◆ Written exercise
Skip the pictures and repeat each line of the data exactly.
· · · · · · ·
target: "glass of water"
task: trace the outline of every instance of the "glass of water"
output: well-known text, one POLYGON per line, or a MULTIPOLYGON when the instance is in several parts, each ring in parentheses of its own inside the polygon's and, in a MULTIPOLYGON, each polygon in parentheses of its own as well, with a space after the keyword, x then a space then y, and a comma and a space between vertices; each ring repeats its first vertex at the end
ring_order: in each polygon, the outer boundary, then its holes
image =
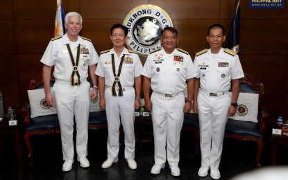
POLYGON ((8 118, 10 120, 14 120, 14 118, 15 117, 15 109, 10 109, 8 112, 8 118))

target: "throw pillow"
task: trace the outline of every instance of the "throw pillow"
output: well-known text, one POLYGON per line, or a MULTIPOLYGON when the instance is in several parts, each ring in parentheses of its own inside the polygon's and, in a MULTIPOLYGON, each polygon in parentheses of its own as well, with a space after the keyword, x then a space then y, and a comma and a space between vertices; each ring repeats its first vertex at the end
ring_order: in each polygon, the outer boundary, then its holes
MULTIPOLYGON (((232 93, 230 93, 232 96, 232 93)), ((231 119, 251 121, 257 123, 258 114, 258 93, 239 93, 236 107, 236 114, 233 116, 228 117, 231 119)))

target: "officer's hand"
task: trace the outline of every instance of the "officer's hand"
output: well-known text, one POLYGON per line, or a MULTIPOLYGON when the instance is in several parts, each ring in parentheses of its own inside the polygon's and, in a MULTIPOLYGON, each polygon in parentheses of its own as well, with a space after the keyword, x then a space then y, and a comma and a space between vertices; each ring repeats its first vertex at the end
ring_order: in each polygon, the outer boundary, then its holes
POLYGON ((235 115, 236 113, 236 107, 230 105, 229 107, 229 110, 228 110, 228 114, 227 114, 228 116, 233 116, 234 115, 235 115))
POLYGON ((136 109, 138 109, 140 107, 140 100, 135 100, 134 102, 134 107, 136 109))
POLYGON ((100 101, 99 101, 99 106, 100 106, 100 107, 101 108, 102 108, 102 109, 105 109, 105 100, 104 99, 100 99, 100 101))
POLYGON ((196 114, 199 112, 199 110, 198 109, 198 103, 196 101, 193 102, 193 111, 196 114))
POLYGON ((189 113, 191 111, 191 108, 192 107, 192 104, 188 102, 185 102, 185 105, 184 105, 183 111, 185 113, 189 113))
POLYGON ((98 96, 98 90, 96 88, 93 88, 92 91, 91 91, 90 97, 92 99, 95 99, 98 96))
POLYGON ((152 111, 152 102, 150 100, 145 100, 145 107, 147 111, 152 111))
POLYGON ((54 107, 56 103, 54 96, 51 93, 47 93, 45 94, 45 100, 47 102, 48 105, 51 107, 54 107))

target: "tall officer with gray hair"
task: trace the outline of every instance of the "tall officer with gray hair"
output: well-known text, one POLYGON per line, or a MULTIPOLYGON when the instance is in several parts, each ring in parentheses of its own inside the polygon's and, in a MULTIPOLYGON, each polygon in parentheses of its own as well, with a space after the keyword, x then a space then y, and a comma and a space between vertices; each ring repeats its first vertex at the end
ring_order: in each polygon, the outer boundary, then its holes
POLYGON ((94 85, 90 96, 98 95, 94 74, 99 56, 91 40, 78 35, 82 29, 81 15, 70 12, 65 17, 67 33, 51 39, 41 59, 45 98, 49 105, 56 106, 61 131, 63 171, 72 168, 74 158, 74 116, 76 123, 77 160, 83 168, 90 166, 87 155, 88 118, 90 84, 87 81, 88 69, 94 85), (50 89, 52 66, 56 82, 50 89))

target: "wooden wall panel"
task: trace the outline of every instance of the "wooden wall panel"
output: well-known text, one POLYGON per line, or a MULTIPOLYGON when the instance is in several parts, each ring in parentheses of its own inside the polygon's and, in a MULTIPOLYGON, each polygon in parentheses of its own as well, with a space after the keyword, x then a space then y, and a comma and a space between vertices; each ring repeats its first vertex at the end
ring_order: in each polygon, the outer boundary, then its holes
· · · · · · ·
◆ Finished task
target: "glass of water"
task: trace the outline of every instance of the "glass of water"
output: well-known text, one POLYGON per line, or a MULTIPOLYGON when the instance is in several parts, each ring in parentheses of its own inside the polygon's and, in a MULTIPOLYGON, each polygon in parentheses of its own as well, with a space after the keyword, x then a space then y, and a comma and a space between vertices; each ring repeats its first vertex at the end
ring_order: in each polygon, the outer boundary, then its holes
image =
POLYGON ((8 118, 10 120, 14 120, 14 118, 15 117, 15 109, 10 109, 8 112, 8 118))

target: "throw pillow"
task: trace the outline of every instance of the "throw pillow"
output: well-known text, one POLYGON per line, or a MULTIPOLYGON when the instance is in several parts, each ring in parentheses of its own inside the polygon's and, in a MULTIPOLYGON, each polygon in parentheses of its own as well, with a space after the keyword, x then a space then y, and a comma and a space between vertices; each ring repeats its first vertex at the end
ring_order: in each polygon, the outer boundary, then its holes
MULTIPOLYGON (((232 93, 230 93, 232 96, 232 93)), ((231 119, 251 121, 257 123, 258 114, 258 93, 239 93, 236 107, 236 114, 233 116, 228 117, 231 119)))

target: "officer's hand"
task: trace the outline of every instance of the "officer's hand"
output: well-known text, one POLYGON per line, or a MULTIPOLYGON when the instance is in several parts, each ring in parentheses of its own inside the polygon's and, in a MULTIPOLYGON, each polygon in parentheses of its own as well, with a space after the keyword, x then a space then y, and a comma and a space between vertices; each ring repeats its first vertex at the end
ring_order: in each polygon, the outer boundary, then its holes
POLYGON ((235 115, 236 113, 236 107, 230 105, 229 107, 229 110, 228 110, 228 114, 227 114, 228 116, 233 116, 234 115, 235 115))
POLYGON ((136 109, 138 109, 140 107, 140 100, 135 100, 134 102, 134 107, 136 109))
POLYGON ((100 101, 99 101, 99 106, 100 106, 100 107, 101 108, 102 108, 102 109, 105 109, 105 100, 104 99, 100 99, 100 101))
POLYGON ((196 114, 199 112, 199 110, 198 109, 198 103, 196 101, 193 102, 193 111, 196 114))
POLYGON ((189 113, 191 111, 191 108, 192 107, 192 104, 188 102, 185 102, 185 105, 184 105, 183 111, 185 113, 189 113))
POLYGON ((98 96, 98 90, 96 88, 93 88, 92 91, 91 91, 90 97, 92 99, 95 99, 98 96))
POLYGON ((152 111, 152 102, 150 100, 145 100, 145 107, 147 111, 152 111))
POLYGON ((54 107, 56 103, 54 96, 51 93, 47 93, 45 94, 45 100, 47 102, 48 105, 51 107, 54 107))

target: "tall officer with gray hair"
task: trace the outline of every instance of the "tall officer with gray hair"
output: well-known text, one POLYGON per line, or a MULTIPOLYGON when the instance is in several parts, each ring in parentheses of its own inside the polygon's and, in a MULTIPOLYGON, each polygon in parentheses of its own as well, with a space after the keyword, x then a space then y, and a comma and a space between vertices; each ring repeats its first vertex at the end
ring_order: in each polygon, the outer boundary, then its holes
POLYGON ((94 85, 90 96, 98 95, 94 74, 99 56, 91 40, 78 35, 82 29, 81 15, 70 12, 65 17, 67 33, 51 39, 41 59, 45 98, 49 105, 56 106, 61 131, 63 171, 72 168, 74 158, 74 116, 76 123, 77 160, 83 168, 90 166, 87 155, 88 118, 90 84, 87 81, 88 69, 94 85), (50 89, 52 66, 56 82, 50 89))

target: "wooden wall panel"
task: trace the outline of every instance of the "wooden wall panel"
output: well-known text, one POLYGON per line, or a MULTIPOLYGON when the instance is in several parts, each ring in parentheses of its own inside the polygon's and, in a MULTIPOLYGON, each polygon in parentheses of its own as well, with a space after the keyword, x then a space then y, and a comma and a space between vertices; each ring repeats its first vertex at the end
ring_order: in each polygon, the outer boundary, then its holes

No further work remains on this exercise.